### Requirement A:
According to the text on immigration medical exams, within how many days before Form I-485 is submitted must the doctor have signed the exam results?
### Requirement B:
List every Covid-19-related issue that the text on immigration medical exams says could lead to an application being denied.

The panel of physicians will be approved by the Department of State and you can have your choice of physician from the panel. 

When Should You Schedule a Medical Examination for Immigration Purposes?

You will be informed by the National Visa Center (NVC) when it's time for your medical examination if you are applying through a US consulate. You will be required to complete the medical examination and take the required vaccinations before your scheduled immigrant visa interview date. 

If you are applying from inside the US, you will have more flexibility. You can make an appointment with a civil surgeon before beginning your Green Card application process and submit the result with your application to adjust status, Form I-485, Application to Register Permanent Residence or Adjust Status. 

You may even choose to submit your medical examination results at a later time after filing Form I-485. Your exam results must be signed by the doctor in the last 60 days before submitting Form I-485.

What About When You’re Taking the Medical Exam Outside of the US?

When you are taking the medical examination outside the US, you will be required to take the following items with you:

  • Valid passport or other government-issued identification with your photo
  • Vaccination records
  • Form I-693, Report of Medical Examination and Vaccination Record
  • The required fee
  • Required number of US passport photos in standard size
  • Report of any condition, special education or supervision requirement
  • List of medication requirements if you are being treated for a chronic medical condition or taking medication regularly
  • Tuberculosis certificate if you have been previously diagnosed with the condition to prove that you received adequate treatment
  • Disclosing any history of harmful or violent behavior related to a psychiatric or medical problem or history of drug or alcohol abuse
  • History of being treated for a psychiatric or mental illness or drug or alcohol addiction with written certification including the length of your diagnosis and your prognosis

What Vaccinations Are Required for the US Immigration Process?

The doctor will confirm that you have been administered all the vaccines required by the Immigration and Nationality Act, and the Centers for Disease Control and Prevention (CDC). These include vaccination for:

  • Mumps, measles, rubella
  • Polio
  • Tetanus and diphtheria toxoids
  • Pertussis
  • Haemophilus influenzae type B
  • Hepatitis B
  • Varicella
  • Influenza
  • Pneumococcal pneumonia
  • Rotavirus
  • Hepatitis A
  • Meningococcal

If you are missing any vaccinations, then the doctor will administer them. The US government currently does not require you to have a vaccination for Covid-19 as a part of the immigration process.

However, your application could be denied due to Covid-19 related issues including:

  • Having any symptoms of Covid-19 
  • Being in close contact with anyone known or suspected to have Covid-19 in the last 14 days
  • Being instructed to self-isolate by a healthcare provider, public health authority or government agency in the last 14 days
  • Waiting for the results of the Covid-19 test

What Happens After Taking the Medical Examination?

[Referring expression pointing data]
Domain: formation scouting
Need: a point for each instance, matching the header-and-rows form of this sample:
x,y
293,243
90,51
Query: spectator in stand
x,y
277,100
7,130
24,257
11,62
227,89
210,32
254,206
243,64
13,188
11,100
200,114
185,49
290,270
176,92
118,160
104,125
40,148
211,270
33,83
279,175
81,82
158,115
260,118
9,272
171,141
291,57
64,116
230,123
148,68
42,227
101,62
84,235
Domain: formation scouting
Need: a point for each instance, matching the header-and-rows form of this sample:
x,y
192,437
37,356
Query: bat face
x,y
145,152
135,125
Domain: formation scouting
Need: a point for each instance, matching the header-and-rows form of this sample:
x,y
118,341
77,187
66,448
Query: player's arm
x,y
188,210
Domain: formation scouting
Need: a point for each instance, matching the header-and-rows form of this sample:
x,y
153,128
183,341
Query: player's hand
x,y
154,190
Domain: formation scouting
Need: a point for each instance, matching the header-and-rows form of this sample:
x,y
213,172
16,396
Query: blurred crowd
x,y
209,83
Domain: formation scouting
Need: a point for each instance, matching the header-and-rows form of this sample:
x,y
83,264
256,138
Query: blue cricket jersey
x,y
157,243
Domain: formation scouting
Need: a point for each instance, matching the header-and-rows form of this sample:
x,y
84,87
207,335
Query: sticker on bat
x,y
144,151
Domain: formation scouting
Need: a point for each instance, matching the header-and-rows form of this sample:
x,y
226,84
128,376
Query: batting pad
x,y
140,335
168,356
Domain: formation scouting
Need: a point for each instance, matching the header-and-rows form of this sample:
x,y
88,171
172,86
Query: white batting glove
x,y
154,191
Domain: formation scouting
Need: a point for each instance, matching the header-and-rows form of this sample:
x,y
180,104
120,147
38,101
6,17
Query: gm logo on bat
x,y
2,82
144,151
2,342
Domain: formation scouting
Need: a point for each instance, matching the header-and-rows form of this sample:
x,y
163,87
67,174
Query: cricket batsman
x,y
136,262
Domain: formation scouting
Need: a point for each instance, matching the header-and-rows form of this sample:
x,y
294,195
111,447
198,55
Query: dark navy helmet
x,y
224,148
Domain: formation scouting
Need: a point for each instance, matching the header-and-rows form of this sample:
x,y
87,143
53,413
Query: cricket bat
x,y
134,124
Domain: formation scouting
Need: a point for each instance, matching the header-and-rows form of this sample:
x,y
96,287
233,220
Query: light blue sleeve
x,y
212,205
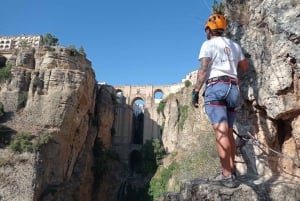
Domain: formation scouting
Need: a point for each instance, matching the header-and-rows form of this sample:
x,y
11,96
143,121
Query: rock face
x,y
269,34
198,189
53,92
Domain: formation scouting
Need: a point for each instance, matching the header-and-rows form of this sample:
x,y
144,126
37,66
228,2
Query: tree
x,y
49,39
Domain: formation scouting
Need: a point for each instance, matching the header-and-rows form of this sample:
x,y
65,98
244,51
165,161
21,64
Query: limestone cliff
x,y
269,34
52,92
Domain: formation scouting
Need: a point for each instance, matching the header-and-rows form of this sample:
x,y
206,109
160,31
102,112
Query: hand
x,y
195,98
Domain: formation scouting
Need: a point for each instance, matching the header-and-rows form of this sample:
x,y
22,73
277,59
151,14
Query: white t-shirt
x,y
225,55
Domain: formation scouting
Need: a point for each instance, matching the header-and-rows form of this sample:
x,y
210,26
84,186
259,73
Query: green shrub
x,y
25,142
5,73
73,50
22,99
161,107
50,40
159,184
183,114
1,110
21,142
101,158
152,154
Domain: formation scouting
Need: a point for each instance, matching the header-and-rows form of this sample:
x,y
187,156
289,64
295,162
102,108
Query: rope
x,y
249,138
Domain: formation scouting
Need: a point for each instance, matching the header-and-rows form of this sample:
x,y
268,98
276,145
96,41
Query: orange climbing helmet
x,y
216,22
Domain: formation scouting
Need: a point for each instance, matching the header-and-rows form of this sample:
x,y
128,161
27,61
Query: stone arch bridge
x,y
123,139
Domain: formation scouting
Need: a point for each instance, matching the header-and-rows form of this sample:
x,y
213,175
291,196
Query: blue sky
x,y
129,42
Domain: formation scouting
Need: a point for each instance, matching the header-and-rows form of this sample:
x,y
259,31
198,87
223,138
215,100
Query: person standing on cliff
x,y
220,58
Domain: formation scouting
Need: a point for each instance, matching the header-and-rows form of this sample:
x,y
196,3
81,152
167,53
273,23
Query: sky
x,y
129,42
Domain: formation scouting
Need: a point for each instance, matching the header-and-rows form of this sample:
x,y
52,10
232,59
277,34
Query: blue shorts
x,y
220,101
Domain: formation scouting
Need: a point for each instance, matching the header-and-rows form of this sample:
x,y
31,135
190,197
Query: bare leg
x,y
223,146
233,148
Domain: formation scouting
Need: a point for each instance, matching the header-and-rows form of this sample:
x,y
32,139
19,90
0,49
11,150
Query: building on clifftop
x,y
12,42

### Answer area A:
Within the last 60 days before Form I-485 is submitted.

### Answer area B:
- Having any symptoms of Covid-19
- Being in close contact with anyone known or suspected to have Covid-19 in the last 14 days
- Being instructed to self-isolate by a healthcare provider, public health authority or government agency in the last 14 days
- Waiting for the results of the Covid-19 test